- [ТЕКСТ]:
════════════════

«Все прощает Бог, лишь иудин грех не прощается…»
Декабристы, как известно, давали следствию излишне откровенные признания, умолял о пощаде несчастный Полежаев, показывали друг на друга и петрашевцы.
Ну а уж в 1978 году стукачи цвели махровым цветом, приличные люди относились к ним с чувством гадливой брезгливости.
Никто, от сердца отлегло, никто не вел себя на следствии и суде так благородно, так прямодушно, так достойно, с таким щепетильным понятием о чести, как Достоевский.
Федор Михайлович давал показания только на себя, не юлил, не каялся, не просил пощады и ни слова не промолвил о своих товарищах в опасном и невыгодном для них смысле.
Получив в Тобольске из рук жен декабристов в подарок Евангелие, Достоевский на четыре года водворился в «Мертвом доме», чтобы выйти с каторги ясновидцем духа, гением мировой литературы.
Островский Александр Николаевич
(1823–1886)
Островского называют «Колумбом Замоскворечья» – и это справедливо. Героями дворянской литературы были, естественно, дворяне: на ее страницы попадали мужики, контрабандисты, дядьки Савельичи, убогие французы, разбойники Казбичи, собачки Муму, дворовые обоего пола и даже Пугачев, но не купцы. Гоголевские, из «Ревизора» – не в счет, они – лишь доказательство безобразий городничего, они из ряда: унтер-офицерская вдова, церковь, которая начала строиться и сгорела, купцы…
Но до Островского в русской драматургии не было не только весьма своеобразного и колоритного сословия, не было, как это ни странно, и денег. Дворянские деньги – ненастоящие, легко приходят, легко уходят, не на деньгах ломаются дворянские судьбы – на словах, мыслях, чувствах, страстях.
У Островского кредитные билеты – живые, они кровью потеют… Ну что изменили бы в судьбе Обломова еще триста душ? Но дайте Ларисе Огудаловой наследство в полмиллиона – и вместо одной из самых изумительных русских драм получим пошлый брак с фатоватым Паратовым, и поэтичная, страстная Лариса с радостью пойдет под венец и наденет капот.
Вместе с деньгами в драмах Островского появляется женщина. Экая, скажете вы, невидаль, вон их сколько: Софья Павловна, Мария Андреевна, Марья Антоновна, а если эти не нравятся, возьмите хотя бы госпожу Простакову…
Все не то: до Островского женщина никогда не была главной героиней, центром литературного действа, разве что «Бедная Лиза».

════════════════

- [ЗАПИСАННЫЕ СВЕДЕНИЯ]:
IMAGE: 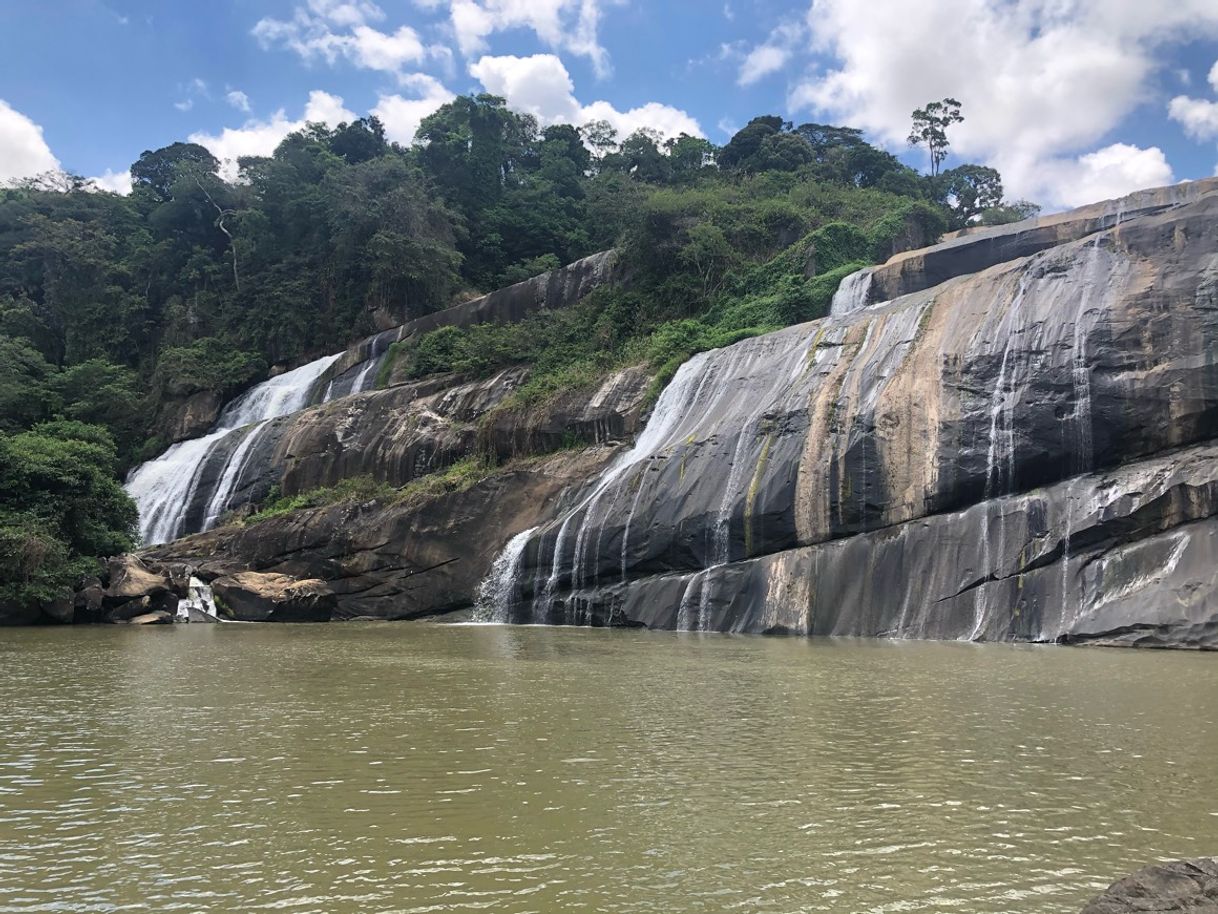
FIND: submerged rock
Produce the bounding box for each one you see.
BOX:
[1082,857,1218,914]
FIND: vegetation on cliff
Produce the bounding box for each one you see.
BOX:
[0,95,1024,609]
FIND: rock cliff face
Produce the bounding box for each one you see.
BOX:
[127,251,616,544]
[482,182,1218,646]
[123,180,1218,647]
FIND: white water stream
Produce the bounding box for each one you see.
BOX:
[125,353,342,545]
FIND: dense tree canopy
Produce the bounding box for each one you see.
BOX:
[0,95,1029,616]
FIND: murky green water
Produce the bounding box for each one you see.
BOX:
[0,625,1218,914]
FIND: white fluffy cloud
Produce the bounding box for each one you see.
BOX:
[789,0,1218,206]
[0,99,60,182]
[469,54,703,138]
[253,0,448,74]
[1018,143,1174,207]
[736,44,790,85]
[371,73,456,145]
[89,168,132,196]
[1167,61,1218,173]
[736,22,808,85]
[224,89,250,115]
[188,90,358,180]
[438,0,615,77]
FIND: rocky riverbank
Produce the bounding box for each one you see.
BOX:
[16,180,1218,648]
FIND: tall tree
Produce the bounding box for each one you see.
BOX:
[909,99,965,177]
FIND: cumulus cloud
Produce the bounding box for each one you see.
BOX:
[89,168,132,196]
[371,73,456,145]
[253,0,449,76]
[186,90,358,180]
[0,99,60,180]
[1167,95,1218,140]
[173,77,212,111]
[1167,61,1218,174]
[1002,143,1174,207]
[438,0,615,77]
[736,44,790,85]
[736,22,806,85]
[224,89,250,115]
[789,0,1218,206]
[469,54,703,138]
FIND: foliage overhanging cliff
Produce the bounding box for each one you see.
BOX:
[0,96,1023,611]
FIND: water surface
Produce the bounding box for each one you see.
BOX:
[0,624,1218,914]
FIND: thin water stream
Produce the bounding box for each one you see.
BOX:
[0,624,1218,914]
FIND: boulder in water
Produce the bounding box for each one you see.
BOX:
[212,572,337,622]
[1083,857,1218,914]
[104,554,172,607]
[127,611,173,625]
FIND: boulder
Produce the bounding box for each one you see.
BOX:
[212,572,336,622]
[156,390,224,442]
[146,447,620,619]
[1083,857,1218,914]
[104,554,172,607]
[72,578,106,622]
[106,597,152,622]
[127,612,173,625]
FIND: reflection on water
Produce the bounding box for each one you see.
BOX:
[0,624,1218,914]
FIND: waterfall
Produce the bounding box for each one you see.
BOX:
[474,526,537,625]
[829,267,871,317]
[533,352,710,615]
[124,353,341,545]
[177,575,220,622]
[322,327,402,402]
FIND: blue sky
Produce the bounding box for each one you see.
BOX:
[0,0,1218,207]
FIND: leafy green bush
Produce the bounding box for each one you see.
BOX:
[152,336,267,396]
[0,420,136,604]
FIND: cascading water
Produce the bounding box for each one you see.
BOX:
[124,353,341,545]
[532,352,710,618]
[474,526,537,624]
[322,327,402,402]
[178,576,220,622]
[829,267,872,317]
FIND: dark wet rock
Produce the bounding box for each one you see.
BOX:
[106,597,152,622]
[212,572,336,622]
[1082,857,1218,914]
[871,178,1218,301]
[528,444,1218,648]
[73,578,106,620]
[133,180,1218,648]
[127,611,173,625]
[145,448,614,619]
[323,251,619,399]
[156,390,224,442]
[102,554,172,607]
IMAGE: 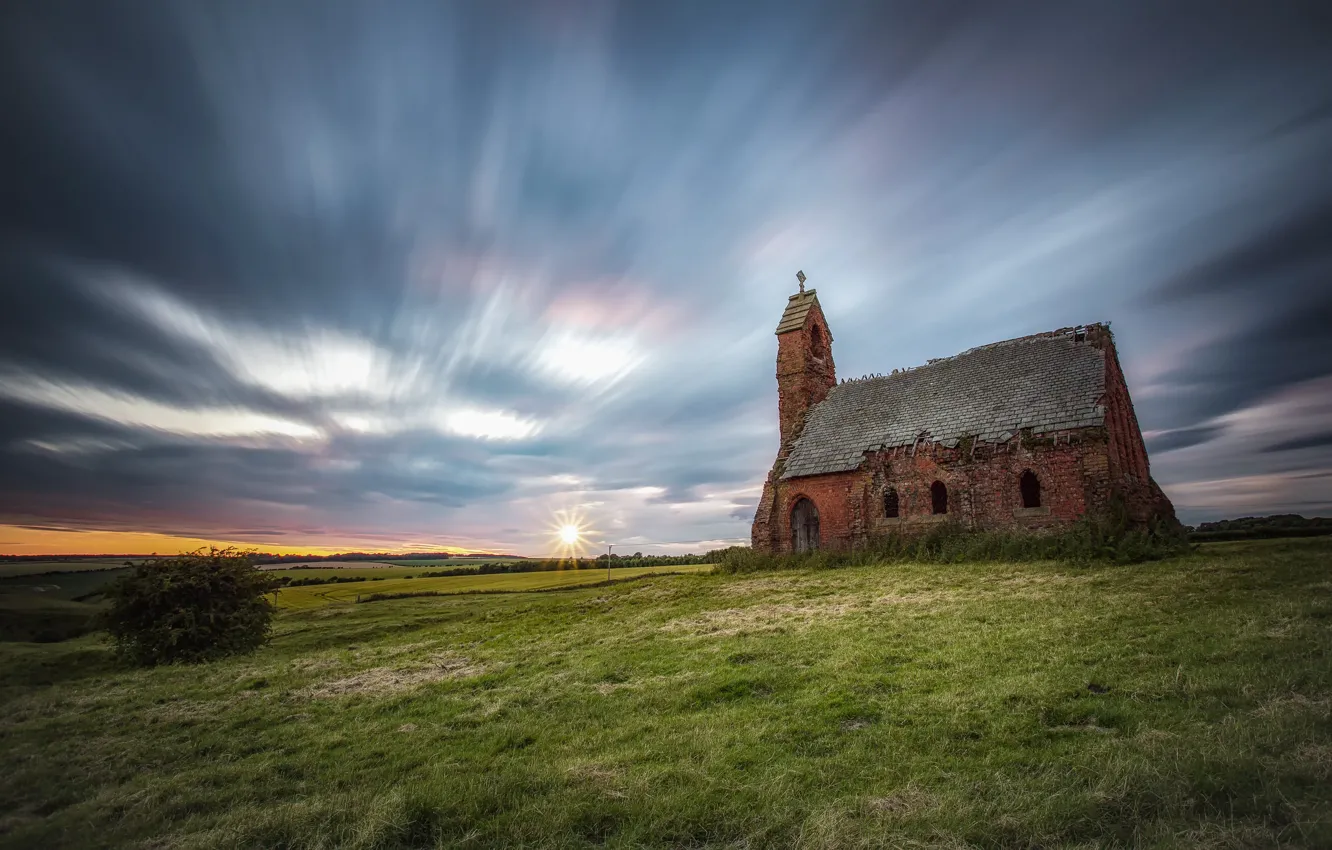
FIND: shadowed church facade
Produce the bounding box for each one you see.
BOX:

════════════════

- [СПИСОК ЗАДАНИЙ]:
[a] Как перевести на английский язык предложение из текста о Достоевском и Островском: «Федор Михайлович давал показания только на себя, не юлил, не каялся, не просил пощады и ни слова не промолвил о своих товарищах в опасном и невыгодном для них смысле.»?
[b] Продолжите текст о Достоевском и Островском после его последнего предложения.

- [ОТВЕТЫ К ЗАДАНИЯМ]:
[a] Fyodor Mikhailovich testified only against himself; he did not equivocate, did not repent, did not beg for mercy, and did not utter a single word about his comrades that could have endangered or harmed them.

[b]
«Гроза», «Бесприданница», «Последняя жертва», «Без вины виноватые», – и здесь надо остановиться, ибо список выйдет слишком длинен; от «Грозы», которую два остроумца определили как мещанскую трагедию до «подлинного луча в темном царстве» – психологической драмы «Сердце не камень», символа веры Островского: излечить самодурство, грубость нравов, невежество могут только любовь и совесть.
До Островского драматургия была продуктом штучным; отвлекаясь от основных занятий, Пушкин и Гоголь как бы говорили: а вот еще трагедию – комедию можно написать. «Горе от ума» и «Борис Годунов» не скоро попали на сцену, и «Ревизор» был в премьере сыгран вкривь и вкось. Островский создал целый мир, театр своего имени, который живет и сегодня становится страшно (в полном смысле этого слова) актуальным. Перечтите хотя бы «На всякого мудреца…» или «Волки и овцы» – подумайте, есть ли в жизни другие роли, кроме хищника и жертвы.
Салтыков-Щедрин Михаил Евграфович
(1826–1889)
По поводу знаменитого восклицания Фамусова «забрать все книги бы да сжечь!» Салтыков-Щедрин мудро заметил, что книги не сжигать надобно, но в ступе истолочь и карт игральных понаделать.
Окончив без всякого блеска Александровский (Царскосельский) лицей, он пошел тернистым путем греха, т. е. утонул в пучине светских развлечений, странным образом сочетая рассеянный образ жизни с либеральным свободомыслием, службой в канцелярии и занятиями литературой.
Он очень смешно изображал кружок Петрашевского, пустые, бесконечные словопрения о том, довольно ли одной любви или же любовь потом, а вначале должно все разрушить. Но начальство решило, что Салтыков маскируется, и в Вятку он был сослан именно «за соприкосновенность» к петрашевцам.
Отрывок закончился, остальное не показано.